- **課題一覧**
1. 提示文から、「本書は労使関係論や女性労働論」で始まり「についても述べられています。」で終わる部分を一字一句そのまま抜き出してもらえますか。
2. 提示文について、次の問いに答えてもらえますか。
(a) 著者の首藤若菜氏は、どの大学のどの学部の教授ですか。
(b) 第1章で、ネット通販の利用者と通販業者が求めるサービスとして挙げられているものは何ですか。
(c) 第2章によると、物流における物の輸送手段のうちトラックが占める割合はどれくらいですか。

- **提示文**
==*==
本書は労使関係論や女性労働論を専攻の立教大学経済学部教授である首藤若菜氏による著作で、物流企業や運送会社、業界団体、労働組合、荷主業者、国交省、厚生労働省などへのインタビュー調査などで収集した資料に基づいてトラック業界におけるドライバーの働く姿を描写し、労働の観点から「物流危機」をもたらした原因を明らかにすることを目的としています。

第1章「宅配が止まる?――ヤマト・ショックから考える」ではまず、ヤマト運輸で問題となったサービス残業と、その解消のために利用者が追求する利便性のための事業が抑制されつつあるという事態について言及されています。本章ではその原因について、ネット通販などの利用者と通販業者が求める「即日配達」や「送料無料」などのサービスが大きな一因であると明らかにしており、また同社では「働き方改革」が取り組まれ始めたことも述べられています。しかし、ヤマト運輸が荷主や利用者の利益を優先させてきたように、中小運送会社のドライバーもまた荷主の都合に振り回されて働いているという、業界の商慣行や雇用慣行の影響などについても本章最後では言及されています。

第2章「休めない、支払われない、守られない――トラックドライバーの現実」では、物流における物の輸送手段で9割を占めるトラックのドライバーが、延着へのプレッシャーから常に時間に追われ、その上高速料金が荷主から収受できないために自身の休憩時間を削ってでも高速道路を利用せず経費削減をしているなどの劣悪な労働の実態について示されています。また、特にトラック運転手は労働時間管理がルーズになりやすいため、ドライバーに対しては一般労働者とは別の労働時間の基準が適用されましたが、強行法規ではなく、十分に遵守されていない現状についても述べられています。
==*==
- **保存データ**

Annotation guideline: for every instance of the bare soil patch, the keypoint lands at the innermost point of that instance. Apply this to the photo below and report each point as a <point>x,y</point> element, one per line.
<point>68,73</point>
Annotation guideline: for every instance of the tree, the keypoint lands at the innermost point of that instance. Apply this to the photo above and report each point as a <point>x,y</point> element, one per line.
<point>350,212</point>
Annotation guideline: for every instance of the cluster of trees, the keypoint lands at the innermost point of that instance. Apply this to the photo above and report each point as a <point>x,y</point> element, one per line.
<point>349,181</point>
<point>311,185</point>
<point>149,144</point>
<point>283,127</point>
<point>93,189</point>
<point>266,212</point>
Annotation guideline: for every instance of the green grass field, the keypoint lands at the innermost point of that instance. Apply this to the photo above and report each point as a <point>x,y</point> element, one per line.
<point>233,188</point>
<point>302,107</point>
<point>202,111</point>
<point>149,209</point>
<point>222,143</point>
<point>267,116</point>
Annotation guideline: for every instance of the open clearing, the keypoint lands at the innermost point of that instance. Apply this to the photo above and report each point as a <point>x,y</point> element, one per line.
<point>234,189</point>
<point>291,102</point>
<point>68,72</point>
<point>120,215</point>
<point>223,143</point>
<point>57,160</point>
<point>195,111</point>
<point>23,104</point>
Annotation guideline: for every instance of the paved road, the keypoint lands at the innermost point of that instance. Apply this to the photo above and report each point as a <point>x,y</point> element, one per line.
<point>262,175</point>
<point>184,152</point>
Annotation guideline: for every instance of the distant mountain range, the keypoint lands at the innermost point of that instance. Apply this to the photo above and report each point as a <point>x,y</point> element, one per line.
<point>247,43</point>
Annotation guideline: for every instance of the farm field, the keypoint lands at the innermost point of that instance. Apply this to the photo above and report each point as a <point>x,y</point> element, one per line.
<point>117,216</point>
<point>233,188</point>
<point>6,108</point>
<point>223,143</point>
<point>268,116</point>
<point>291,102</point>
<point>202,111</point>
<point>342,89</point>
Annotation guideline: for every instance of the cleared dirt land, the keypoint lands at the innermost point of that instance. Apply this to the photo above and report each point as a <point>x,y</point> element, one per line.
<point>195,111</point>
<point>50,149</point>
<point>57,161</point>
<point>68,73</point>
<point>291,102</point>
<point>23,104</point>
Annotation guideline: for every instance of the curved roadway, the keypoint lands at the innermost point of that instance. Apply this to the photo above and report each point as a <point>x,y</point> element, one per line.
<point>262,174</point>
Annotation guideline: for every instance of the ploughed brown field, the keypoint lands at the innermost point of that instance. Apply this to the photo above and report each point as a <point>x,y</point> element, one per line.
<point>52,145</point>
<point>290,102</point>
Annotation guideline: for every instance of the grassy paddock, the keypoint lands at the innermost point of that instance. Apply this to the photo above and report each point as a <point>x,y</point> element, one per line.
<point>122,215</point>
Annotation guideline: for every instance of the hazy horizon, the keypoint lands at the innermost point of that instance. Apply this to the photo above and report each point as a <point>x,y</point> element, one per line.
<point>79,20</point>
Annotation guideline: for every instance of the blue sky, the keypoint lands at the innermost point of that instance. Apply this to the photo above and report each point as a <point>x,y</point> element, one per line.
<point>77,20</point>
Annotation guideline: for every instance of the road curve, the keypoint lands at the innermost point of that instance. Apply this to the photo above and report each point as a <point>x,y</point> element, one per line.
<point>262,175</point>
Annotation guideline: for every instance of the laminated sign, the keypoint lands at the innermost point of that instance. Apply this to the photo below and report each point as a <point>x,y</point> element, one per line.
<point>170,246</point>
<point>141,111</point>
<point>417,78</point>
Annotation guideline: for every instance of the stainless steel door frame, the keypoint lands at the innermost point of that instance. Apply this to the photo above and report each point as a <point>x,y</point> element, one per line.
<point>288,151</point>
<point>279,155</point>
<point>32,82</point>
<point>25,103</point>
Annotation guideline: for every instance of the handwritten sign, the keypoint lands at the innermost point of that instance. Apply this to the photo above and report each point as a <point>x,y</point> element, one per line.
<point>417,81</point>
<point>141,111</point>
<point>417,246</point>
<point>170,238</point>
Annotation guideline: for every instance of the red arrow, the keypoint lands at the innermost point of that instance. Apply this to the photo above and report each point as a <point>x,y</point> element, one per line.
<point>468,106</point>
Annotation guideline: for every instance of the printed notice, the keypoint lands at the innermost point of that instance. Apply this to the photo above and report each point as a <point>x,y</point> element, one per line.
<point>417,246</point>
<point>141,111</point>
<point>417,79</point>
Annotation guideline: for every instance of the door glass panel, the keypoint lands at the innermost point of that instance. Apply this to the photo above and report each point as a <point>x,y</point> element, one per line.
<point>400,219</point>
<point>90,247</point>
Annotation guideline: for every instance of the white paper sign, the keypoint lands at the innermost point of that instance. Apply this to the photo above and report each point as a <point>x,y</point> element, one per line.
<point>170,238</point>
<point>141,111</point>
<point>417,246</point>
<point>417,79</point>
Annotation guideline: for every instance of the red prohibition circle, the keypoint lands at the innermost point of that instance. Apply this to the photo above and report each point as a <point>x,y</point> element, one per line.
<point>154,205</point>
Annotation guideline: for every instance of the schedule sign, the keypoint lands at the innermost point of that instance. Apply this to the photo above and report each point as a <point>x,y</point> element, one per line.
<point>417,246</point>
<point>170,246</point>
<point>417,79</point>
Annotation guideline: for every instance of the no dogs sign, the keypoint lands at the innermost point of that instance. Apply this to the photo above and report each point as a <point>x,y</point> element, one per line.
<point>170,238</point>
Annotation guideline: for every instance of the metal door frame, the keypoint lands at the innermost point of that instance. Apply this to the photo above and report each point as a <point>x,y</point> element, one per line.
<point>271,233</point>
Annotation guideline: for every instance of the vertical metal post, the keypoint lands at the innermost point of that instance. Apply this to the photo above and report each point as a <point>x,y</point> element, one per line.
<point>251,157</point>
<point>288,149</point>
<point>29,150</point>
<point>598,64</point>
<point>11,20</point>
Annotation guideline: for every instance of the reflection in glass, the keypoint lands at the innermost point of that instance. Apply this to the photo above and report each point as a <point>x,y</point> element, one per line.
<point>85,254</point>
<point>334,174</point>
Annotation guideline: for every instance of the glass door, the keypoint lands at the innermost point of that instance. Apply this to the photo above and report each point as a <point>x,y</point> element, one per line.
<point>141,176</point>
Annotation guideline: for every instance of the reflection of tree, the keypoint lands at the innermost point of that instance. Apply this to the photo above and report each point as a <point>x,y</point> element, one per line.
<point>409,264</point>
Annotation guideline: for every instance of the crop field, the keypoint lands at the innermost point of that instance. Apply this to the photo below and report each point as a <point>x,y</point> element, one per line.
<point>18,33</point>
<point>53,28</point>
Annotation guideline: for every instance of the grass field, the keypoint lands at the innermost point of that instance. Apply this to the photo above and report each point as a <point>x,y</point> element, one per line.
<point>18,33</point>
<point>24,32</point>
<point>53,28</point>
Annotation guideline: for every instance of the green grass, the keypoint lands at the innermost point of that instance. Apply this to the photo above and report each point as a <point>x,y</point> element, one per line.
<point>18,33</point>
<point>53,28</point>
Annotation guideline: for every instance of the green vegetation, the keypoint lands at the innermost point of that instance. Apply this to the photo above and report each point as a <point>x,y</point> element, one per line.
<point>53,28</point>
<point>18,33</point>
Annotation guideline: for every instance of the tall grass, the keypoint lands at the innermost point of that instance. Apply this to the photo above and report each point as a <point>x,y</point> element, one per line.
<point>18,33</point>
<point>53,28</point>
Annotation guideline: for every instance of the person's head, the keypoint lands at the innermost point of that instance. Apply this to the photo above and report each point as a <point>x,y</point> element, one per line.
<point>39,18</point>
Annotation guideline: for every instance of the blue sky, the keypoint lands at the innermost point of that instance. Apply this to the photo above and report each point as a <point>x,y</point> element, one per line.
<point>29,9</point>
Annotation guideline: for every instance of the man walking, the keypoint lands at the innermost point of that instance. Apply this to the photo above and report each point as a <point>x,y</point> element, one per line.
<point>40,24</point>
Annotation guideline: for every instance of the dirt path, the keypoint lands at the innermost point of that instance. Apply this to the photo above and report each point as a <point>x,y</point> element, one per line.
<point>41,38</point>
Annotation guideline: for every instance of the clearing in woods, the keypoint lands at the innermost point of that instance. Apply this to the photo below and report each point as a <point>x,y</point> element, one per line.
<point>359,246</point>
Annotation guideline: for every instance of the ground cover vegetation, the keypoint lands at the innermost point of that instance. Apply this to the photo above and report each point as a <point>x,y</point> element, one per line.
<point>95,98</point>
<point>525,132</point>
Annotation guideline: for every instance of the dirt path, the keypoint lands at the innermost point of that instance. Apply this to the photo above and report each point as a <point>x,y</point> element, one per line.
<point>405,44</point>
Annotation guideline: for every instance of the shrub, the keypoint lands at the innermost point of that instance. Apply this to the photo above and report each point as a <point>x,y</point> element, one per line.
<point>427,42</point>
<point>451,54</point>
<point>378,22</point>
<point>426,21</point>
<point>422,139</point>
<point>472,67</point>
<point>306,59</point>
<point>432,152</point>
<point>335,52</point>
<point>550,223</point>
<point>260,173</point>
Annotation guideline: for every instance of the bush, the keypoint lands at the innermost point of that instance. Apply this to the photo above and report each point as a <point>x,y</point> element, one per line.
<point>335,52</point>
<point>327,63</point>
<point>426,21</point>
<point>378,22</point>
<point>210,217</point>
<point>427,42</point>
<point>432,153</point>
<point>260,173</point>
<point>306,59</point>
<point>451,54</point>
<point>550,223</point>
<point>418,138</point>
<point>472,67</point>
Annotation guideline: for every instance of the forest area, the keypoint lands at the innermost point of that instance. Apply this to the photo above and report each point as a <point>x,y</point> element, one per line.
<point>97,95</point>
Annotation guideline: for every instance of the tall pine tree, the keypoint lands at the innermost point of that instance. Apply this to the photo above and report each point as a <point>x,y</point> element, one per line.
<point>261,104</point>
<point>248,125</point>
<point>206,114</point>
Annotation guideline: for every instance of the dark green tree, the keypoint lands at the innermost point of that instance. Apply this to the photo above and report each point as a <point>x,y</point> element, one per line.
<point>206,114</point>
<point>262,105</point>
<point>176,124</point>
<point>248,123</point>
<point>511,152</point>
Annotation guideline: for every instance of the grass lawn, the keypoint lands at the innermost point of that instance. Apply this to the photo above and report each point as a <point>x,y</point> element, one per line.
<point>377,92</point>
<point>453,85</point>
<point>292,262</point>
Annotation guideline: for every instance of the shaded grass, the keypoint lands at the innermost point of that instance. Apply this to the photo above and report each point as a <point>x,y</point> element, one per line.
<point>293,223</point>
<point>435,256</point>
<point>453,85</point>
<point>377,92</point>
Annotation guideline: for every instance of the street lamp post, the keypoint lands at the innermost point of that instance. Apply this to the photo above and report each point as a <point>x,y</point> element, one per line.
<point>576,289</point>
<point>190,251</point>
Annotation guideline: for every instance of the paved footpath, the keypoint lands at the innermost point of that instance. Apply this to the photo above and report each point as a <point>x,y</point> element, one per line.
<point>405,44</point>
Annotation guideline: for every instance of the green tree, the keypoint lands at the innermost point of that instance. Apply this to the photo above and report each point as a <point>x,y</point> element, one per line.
==*==
- **演習の解答**
1.
本書は労使関係論や女性労働論を専攻の立教大学経済学部教授である首藤若菜氏による著作で、物流企業や運送会社、業界団体、労働組合、荷主業者、国交省、厚生労働省などへのインタビュー調査などで収集した資料に基づいてトラック業界におけるドライバーの働く姿を描写し、労働の観点から「物流危機」をもたらした原因を明らかにすることを目的としています。

第1章「宅配が止まる?――ヤマト・ショックから考える」ではまず、ヤマト運輸で問題となったサービス残業と、その解消のために利用者が追求する利便性のための事業が抑制されつつあるという事態について言及されています。本章ではその原因について、ネット通販などの利用者と通販業者が求める「即日配達」や「送料無料」などのサービスが大きな一因であると明らかにしており、また同社では「働き方改革」が取り組まれ始めたことも述べられています。しかし、ヤマト運輸が荷主や利用者の利益を優先させてきたように、中小運送会社のドライバーもまた荷主の都合に振り回されて働いているという、業界の商慣行や雇用慣行の影響などについても本章最後では言及されています。

第2章「休めない、支払われない、守られない――トラックドライバーの現実」では、物流における物の輸送手段で9割を占めるトラックのドライバーが、延着へのプレッシャーから常に時間に追われ、その上高速料金が荷主から収受できないために自身の休憩時間を削ってでも高速道路を利用せず経費削減をしているなどの劣悪な労働の実態について示されています。また、特にトラック運転手は労働時間管理がルーズになりやすいため、ドライバーに対しては一般労働者とは別の労働時間の基準が適用されましたが、強行法規ではなく、十分に遵守されていない現状についても述べられています。

2.
(a) 立教大学経済学部
(b) 「即日配達」や「送料無料」など
(c) 9割